» **WHAT THE EXERCISE ASKS**
Go through the listing below and return every line exactly.

DATA TO EXAMINE: Begin

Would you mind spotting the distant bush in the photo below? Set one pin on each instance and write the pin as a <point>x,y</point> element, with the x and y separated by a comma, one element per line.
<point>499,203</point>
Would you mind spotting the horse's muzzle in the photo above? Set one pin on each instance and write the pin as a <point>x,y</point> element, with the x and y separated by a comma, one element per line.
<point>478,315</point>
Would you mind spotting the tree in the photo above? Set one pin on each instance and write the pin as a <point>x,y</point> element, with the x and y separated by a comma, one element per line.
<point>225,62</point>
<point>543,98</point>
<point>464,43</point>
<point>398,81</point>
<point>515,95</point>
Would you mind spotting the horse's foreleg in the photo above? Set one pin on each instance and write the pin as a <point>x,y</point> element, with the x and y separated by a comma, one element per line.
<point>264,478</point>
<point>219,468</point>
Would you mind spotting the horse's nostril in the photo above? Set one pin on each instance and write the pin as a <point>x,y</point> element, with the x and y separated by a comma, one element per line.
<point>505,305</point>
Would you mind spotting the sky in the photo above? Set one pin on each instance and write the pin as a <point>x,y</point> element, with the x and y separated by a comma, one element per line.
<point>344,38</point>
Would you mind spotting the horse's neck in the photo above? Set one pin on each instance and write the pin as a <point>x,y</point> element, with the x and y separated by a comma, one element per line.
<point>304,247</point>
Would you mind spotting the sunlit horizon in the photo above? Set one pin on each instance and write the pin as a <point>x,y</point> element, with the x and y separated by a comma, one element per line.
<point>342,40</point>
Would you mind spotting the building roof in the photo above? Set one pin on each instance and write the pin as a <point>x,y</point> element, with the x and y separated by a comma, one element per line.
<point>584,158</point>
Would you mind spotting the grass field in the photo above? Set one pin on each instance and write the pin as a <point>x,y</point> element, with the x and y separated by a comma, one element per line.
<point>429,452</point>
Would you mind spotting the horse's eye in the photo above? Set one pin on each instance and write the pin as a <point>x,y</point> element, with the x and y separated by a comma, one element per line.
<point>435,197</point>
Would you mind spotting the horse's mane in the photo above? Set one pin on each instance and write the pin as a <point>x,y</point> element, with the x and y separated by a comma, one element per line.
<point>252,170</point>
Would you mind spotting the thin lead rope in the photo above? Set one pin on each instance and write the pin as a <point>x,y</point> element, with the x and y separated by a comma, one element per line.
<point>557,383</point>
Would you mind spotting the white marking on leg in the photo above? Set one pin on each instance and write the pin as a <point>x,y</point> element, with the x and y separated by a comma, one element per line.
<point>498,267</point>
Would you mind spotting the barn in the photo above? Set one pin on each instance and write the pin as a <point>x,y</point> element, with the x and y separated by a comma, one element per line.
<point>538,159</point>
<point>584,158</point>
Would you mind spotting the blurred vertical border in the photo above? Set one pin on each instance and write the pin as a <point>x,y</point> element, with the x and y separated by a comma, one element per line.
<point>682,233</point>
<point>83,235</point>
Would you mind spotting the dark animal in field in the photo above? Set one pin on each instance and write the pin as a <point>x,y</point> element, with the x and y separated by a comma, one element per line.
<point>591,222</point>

DATA TO EXAMINE: End

» **ANSWER SPACE**
Would you mind spotting the distant bush in the photo below? Set one pin on each instance and write the pin as a <point>x,y</point> element, with the x and y separated by a comma, one element per line.
<point>499,203</point>
Would you mind spotting the horse's muzzle in the photo above? Set one pin on each instance and write the pin as a <point>x,y</point> element, with the x and y separated by a comma, one element per line.
<point>478,315</point>
Would you mind spotting the tree in the photo above? Set one pin on each instance and write the pin as a <point>x,y</point> element, with the x and y separated by a comma, one element per line.
<point>225,62</point>
<point>543,98</point>
<point>464,43</point>
<point>398,81</point>
<point>515,95</point>
Would you mind spotting the horse's foreleg in the photo above? Set one pin on each instance and write the pin as a <point>x,y</point> element, with the x and y separated by a comma, one element per line.
<point>264,478</point>
<point>219,468</point>
Would you mind spotting the horse's nostril in the photo above? Set one pin on each instance and write the pin as a <point>x,y</point> element, with the x and y separated by a comma, one element per line.
<point>505,305</point>
Would you mind spotting the sky in the photo above? Set one pin on each instance and write the pin as a <point>x,y</point> element, with the x and y separated by a comma, one element per line.
<point>344,38</point>
Would you mind spotting the horse's neck in the photo above? Set one pin on each instance and write the pin as a <point>x,y</point> element, with the x and y separated by a comma, one element per line.
<point>304,247</point>
Would you mind spotting the sunlit horizon in the photo above? Set one pin on each instance and write the pin as a <point>x,y</point> element, with the x and y separated by a comma, one element per line.
<point>342,40</point>
Would you mind spotting the building roof in the photo above? Set one pin on each instance and write the pin as a <point>x,y</point> element, with the x and y separated by a comma, one element per line.
<point>584,158</point>
Would you mind spotting the grass field in the photo above? Set one pin on each instance and write the pin as a <point>x,y</point> element, with the x and y separated by a comma, one element per line.
<point>429,452</point>
Would you mind spotting the horse's eye in the photo above? Set one pin on each instance and write the pin as a <point>x,y</point> element, with the x and y separated by a comma, one element per line.
<point>435,197</point>
Would you mind spotting the horse's mane in the photo above? Set one pin on each instance and write the pin as a <point>x,y</point> element, with the x and y separated by a comma, one element per line.
<point>252,170</point>
Would you mind spotting the thin lead rope in the photo above? Set one pin on each instance and write the pin as a <point>x,y</point> element, with the x and y separated by a comma, one element per line.
<point>557,383</point>
Would you mind spotting the white marking on leg in the photo above? Set one pin on each instance and write the pin as a <point>x,y</point> element, with the x and y separated by a comma, one element per line.
<point>498,267</point>
Would you mind spotting the barn in the photo above? Set one pin on each instance and write the pin as a <point>x,y</point> element, with the x and y separated by a comma, one element per line.
<point>538,159</point>
<point>584,158</point>
Would you mind spotting the blurred vertical border in the photo above? Set one pin on each instance and write the pin as a <point>x,y</point> element, with the x and y separated by a comma, one element per line.
<point>682,233</point>
<point>83,235</point>
Would you mind spotting the dark animal in field in the photo above? Set one pin on each instance and write the pin as a <point>x,y</point> element, with the x and y separated by a comma, one element per line.
<point>591,222</point>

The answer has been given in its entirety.